§ **EXTRACTED INFORMATION**
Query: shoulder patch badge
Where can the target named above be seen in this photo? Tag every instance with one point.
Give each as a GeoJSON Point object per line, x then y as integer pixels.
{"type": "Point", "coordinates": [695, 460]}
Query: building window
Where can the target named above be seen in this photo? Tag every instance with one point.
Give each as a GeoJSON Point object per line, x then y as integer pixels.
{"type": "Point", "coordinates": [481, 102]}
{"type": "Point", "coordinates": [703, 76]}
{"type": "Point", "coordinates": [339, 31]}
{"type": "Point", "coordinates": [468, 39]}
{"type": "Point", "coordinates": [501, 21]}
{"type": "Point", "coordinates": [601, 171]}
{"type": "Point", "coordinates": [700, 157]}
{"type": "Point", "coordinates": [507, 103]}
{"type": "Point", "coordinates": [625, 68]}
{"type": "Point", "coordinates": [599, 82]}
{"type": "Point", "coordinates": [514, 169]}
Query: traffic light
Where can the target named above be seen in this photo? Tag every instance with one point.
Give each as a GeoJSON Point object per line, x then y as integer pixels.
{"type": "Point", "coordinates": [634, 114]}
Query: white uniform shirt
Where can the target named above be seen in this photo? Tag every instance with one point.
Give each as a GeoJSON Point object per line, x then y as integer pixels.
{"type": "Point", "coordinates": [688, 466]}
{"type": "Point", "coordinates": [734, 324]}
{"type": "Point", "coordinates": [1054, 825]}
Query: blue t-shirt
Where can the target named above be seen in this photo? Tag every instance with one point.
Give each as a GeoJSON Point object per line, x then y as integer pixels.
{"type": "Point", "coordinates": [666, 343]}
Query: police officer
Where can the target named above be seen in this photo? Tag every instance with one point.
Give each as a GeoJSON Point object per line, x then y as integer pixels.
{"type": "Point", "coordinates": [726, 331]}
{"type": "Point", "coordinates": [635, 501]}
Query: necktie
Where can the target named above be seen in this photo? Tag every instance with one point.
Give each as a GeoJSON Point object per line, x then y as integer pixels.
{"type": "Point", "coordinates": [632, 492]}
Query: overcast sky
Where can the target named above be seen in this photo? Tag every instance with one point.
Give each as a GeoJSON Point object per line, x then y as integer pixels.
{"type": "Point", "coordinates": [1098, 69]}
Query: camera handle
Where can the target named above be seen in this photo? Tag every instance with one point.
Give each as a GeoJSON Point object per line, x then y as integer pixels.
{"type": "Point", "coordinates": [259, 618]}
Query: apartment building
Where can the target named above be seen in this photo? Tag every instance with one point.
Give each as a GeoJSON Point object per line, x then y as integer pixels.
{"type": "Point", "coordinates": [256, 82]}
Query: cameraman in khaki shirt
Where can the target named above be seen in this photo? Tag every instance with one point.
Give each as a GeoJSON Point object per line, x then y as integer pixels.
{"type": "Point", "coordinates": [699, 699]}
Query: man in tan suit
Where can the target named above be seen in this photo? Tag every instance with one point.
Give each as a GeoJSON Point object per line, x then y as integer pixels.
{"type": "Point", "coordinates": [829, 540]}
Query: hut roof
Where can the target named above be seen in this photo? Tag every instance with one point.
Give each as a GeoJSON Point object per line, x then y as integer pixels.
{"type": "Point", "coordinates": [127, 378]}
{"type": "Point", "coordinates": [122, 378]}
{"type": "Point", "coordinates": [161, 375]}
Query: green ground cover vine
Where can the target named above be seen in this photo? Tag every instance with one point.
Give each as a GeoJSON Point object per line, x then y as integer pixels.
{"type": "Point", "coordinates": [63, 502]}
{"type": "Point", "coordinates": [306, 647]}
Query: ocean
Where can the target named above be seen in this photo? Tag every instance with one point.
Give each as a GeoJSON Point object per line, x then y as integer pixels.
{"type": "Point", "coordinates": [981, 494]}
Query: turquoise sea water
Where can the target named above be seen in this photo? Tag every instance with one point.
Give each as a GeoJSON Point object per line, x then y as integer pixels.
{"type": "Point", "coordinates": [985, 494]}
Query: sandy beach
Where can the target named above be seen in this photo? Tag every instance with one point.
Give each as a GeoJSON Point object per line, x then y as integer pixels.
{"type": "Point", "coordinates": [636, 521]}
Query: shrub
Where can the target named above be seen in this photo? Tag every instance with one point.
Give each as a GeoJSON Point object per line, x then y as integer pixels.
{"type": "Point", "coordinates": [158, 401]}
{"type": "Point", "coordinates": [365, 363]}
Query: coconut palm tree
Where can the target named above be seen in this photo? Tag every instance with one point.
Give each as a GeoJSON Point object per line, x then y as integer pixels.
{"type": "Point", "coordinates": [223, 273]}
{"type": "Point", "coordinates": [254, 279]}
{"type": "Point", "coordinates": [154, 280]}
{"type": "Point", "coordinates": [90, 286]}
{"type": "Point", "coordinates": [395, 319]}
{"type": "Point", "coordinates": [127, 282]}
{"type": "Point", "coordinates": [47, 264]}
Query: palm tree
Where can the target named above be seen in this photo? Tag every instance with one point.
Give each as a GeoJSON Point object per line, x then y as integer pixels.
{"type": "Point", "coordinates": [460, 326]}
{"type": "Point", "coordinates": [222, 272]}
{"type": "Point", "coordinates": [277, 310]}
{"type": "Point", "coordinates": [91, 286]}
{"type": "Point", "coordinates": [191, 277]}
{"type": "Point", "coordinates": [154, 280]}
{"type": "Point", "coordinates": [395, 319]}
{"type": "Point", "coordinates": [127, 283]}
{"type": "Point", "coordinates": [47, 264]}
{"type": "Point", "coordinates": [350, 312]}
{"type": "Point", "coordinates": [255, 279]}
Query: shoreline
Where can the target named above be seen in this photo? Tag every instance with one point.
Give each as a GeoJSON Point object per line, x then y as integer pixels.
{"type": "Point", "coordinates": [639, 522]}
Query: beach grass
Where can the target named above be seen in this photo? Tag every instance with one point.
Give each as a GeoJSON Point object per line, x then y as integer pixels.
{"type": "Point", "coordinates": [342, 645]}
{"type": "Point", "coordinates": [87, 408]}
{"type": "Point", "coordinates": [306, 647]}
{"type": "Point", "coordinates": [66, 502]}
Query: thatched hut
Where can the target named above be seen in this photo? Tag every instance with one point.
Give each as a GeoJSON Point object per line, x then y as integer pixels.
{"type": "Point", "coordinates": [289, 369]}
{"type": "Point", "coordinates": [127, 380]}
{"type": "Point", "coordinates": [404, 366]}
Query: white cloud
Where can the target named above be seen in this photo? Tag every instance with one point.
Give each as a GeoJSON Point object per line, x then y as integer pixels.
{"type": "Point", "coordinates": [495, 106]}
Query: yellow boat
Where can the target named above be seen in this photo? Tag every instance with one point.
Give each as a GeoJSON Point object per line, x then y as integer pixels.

§ **WHAT YOU HAVE TO DO**
Rewrite all of the items above as a numbered list, one line per number, leaving out any blank lines.

§ **EXERCISE OUTPUT**
1. Query: shoulder patch badge
2. Where can the target named above be seen in this photo? Tag every instance with one point.
3. Give each as a GeoJSON Point object per line, x then y as integer pixels.
4. {"type": "Point", "coordinates": [695, 460]}
5. Query: building window
6. Where can the target named above be seen in this photo? Tag every instance with one point.
7. Give each as a GeoJSON Point object per line, x then y as integer pixels.
8. {"type": "Point", "coordinates": [481, 102]}
9. {"type": "Point", "coordinates": [703, 76]}
10. {"type": "Point", "coordinates": [339, 31]}
11. {"type": "Point", "coordinates": [468, 39]}
12. {"type": "Point", "coordinates": [501, 21]}
13. {"type": "Point", "coordinates": [601, 171]}
14. {"type": "Point", "coordinates": [700, 157]}
15. {"type": "Point", "coordinates": [507, 103]}
16. {"type": "Point", "coordinates": [625, 68]}
17. {"type": "Point", "coordinates": [599, 82]}
18. {"type": "Point", "coordinates": [514, 169]}
19. Query: traffic light
20. Where can the target named above be seen in this photo? Tag every instance with one point.
21. Give each as a GeoJSON Point object per line, x then y as integer pixels.
22. {"type": "Point", "coordinates": [634, 114]}
23. Query: white uniform shirt
24. Where can the target named above be seen in this photo? Tag every instance with one point.
25. Give each as a GeoJSON Point object per line, x then y as integer pixels.
26. {"type": "Point", "coordinates": [688, 466]}
27. {"type": "Point", "coordinates": [734, 324]}
28. {"type": "Point", "coordinates": [1054, 825]}
29. Query: blue t-shirt
30. Where can the target named above be seen in this photo? Tag every instance with one point.
31. Give each as a GeoJSON Point object per line, x then y as integer pixels.
32. {"type": "Point", "coordinates": [666, 343]}
33. Query: police officer
34. Where can the target named above be seen in this photo? Tag every instance with one point.
35. Give each as a GeoJSON Point object per line, x then y as integer pixels.
36. {"type": "Point", "coordinates": [726, 331]}
37. {"type": "Point", "coordinates": [635, 501]}
38. Query: necktie
39. Where can the target named above be seen in this photo? Tag every instance with one point.
40. Give each as a GeoJSON Point object per line, x then y as integer pixels.
41. {"type": "Point", "coordinates": [632, 492]}
42. Query: overcast sky
43. Where can the target named above be seen in this photo? Tag every instance with one point.
44. Give each as a GeoJSON Point object per line, x then y as integer pixels.
45. {"type": "Point", "coordinates": [1098, 69]}
46. Query: camera handle
47. Where can the target named above be seen in this photo? Tag every instance with one point.
48. Give each as a GeoJSON Point object per line, x then y as integer pixels.
49. {"type": "Point", "coordinates": [259, 618]}
50. Query: apartment building
51. Where can the target named above be seen in this photo? Tag every instance with one point.
52. Give each as a GeoJSON Point object per line, x then y as integer pixels.
53. {"type": "Point", "coordinates": [256, 82]}
54. Query: cameraman in khaki shirt
55. Where can the target named above be seen in this photo? Tag every instance with one point.
56. Give each as a GeoJSON Point object per line, x then y as integer pixels.
57. {"type": "Point", "coordinates": [699, 699]}
58. Query: man in tan suit
59. Where can the target named above be seen in this photo? Tag every instance with one point.
60. Give each as a GeoJSON Point object per line, x then y as integer pixels.
61. {"type": "Point", "coordinates": [829, 540]}
62. Query: hut roof
63. Where can the target named above be seen in this photo? Tag every instance with one point.
64. Give each as a GeoJSON Point object per line, x then y as integer pixels.
65. {"type": "Point", "coordinates": [127, 378]}
66. {"type": "Point", "coordinates": [122, 378]}
67. {"type": "Point", "coordinates": [161, 375]}
68. Query: green ground cover vine
69. Where can the target named above be seen in this photo? Tag every instance with one point.
70. Give each as a GeoJSON Point object per line, x then y as integer pixels.
71. {"type": "Point", "coordinates": [63, 502]}
72. {"type": "Point", "coordinates": [306, 647]}
73. Query: ocean
74. Where can the target named above be seen in this photo? Tag every instance with one point.
75. Give each as a GeoJSON Point object per line, x then y as integer pixels.
76. {"type": "Point", "coordinates": [981, 494]}
77. Query: turquoise sea water
78. Where can the target named above be seen in this photo? Tag every instance with one point.
79. Give each as a GeoJSON Point object per line, x then y as integer pixels.
80. {"type": "Point", "coordinates": [985, 494]}
81. Query: sandy beach
82. Where can the target named above be seen in this photo? Tag every instance with one point.
83. Give each as a GeoJSON Point object per line, x then y as integer pixels.
84. {"type": "Point", "coordinates": [636, 521]}
85. Query: shrub
86. Where can the target named above be seen in this photo? Tag every instance with one point.
87. Give each as a GeoJSON Point object per line, x then y as integer pixels.
88. {"type": "Point", "coordinates": [158, 401]}
89. {"type": "Point", "coordinates": [365, 363]}
90. Query: coconut palm tree
91. Where can the target named above be seen in this photo? Tag every instance with one point.
92. Give each as a GeoJSON Point object per line, x then y as integer pixels.
93. {"type": "Point", "coordinates": [223, 273]}
94. {"type": "Point", "coordinates": [254, 279]}
95. {"type": "Point", "coordinates": [154, 280]}
96. {"type": "Point", "coordinates": [90, 286]}
97. {"type": "Point", "coordinates": [395, 319]}
98. {"type": "Point", "coordinates": [127, 282]}
99. {"type": "Point", "coordinates": [47, 264]}
100. Query: palm tree
101. Where can the target named above be seen in this photo? Tag every instance with one point.
102. Give each as a GeoJSON Point object per line, x then y as integer pixels.
103. {"type": "Point", "coordinates": [460, 326]}
104. {"type": "Point", "coordinates": [222, 272]}
105. {"type": "Point", "coordinates": [277, 310]}
106. {"type": "Point", "coordinates": [91, 286]}
107. {"type": "Point", "coordinates": [191, 277]}
108. {"type": "Point", "coordinates": [154, 280]}
109. {"type": "Point", "coordinates": [395, 319]}
110. {"type": "Point", "coordinates": [127, 283]}
111. {"type": "Point", "coordinates": [47, 264]}
112. {"type": "Point", "coordinates": [350, 312]}
113. {"type": "Point", "coordinates": [255, 279]}
114. Query: shoreline
115. Where can the target named above be seen in this photo? Tag every instance with one point.
116. Give each as a GeoJSON Point object per line, x then y as integer pixels.
117. {"type": "Point", "coordinates": [639, 522]}
118. Query: beach grass
119. Where can the target named above be seen in this photo? Tag every instance with one point.
120. Give each as a GeoJSON Point object per line, x then y as integer pixels.
121. {"type": "Point", "coordinates": [342, 645]}
122. {"type": "Point", "coordinates": [87, 408]}
123. {"type": "Point", "coordinates": [306, 647]}
124. {"type": "Point", "coordinates": [66, 502]}
125. Query: thatched hut
126. Where can the target named above be seen in this photo? Tag every instance with one point.
127. Give each as a GeoJSON Point object per line, x then y as integer pixels.
128. {"type": "Point", "coordinates": [289, 369]}
129. {"type": "Point", "coordinates": [127, 380]}
130. {"type": "Point", "coordinates": [404, 366]}
131. Query: white cloud
132. Where can the target named above be seen in this photo? Tag every instance with one point.
133. Give each as a GeoJSON Point object per line, x then y as integer pixels.
134. {"type": "Point", "coordinates": [495, 106]}
135. Query: yellow boat
136. Where can the target named above be seen in this photo? Tag every instance with one point.
137. Give each as a GeoJSON Point object per line, x then y as integer pixels.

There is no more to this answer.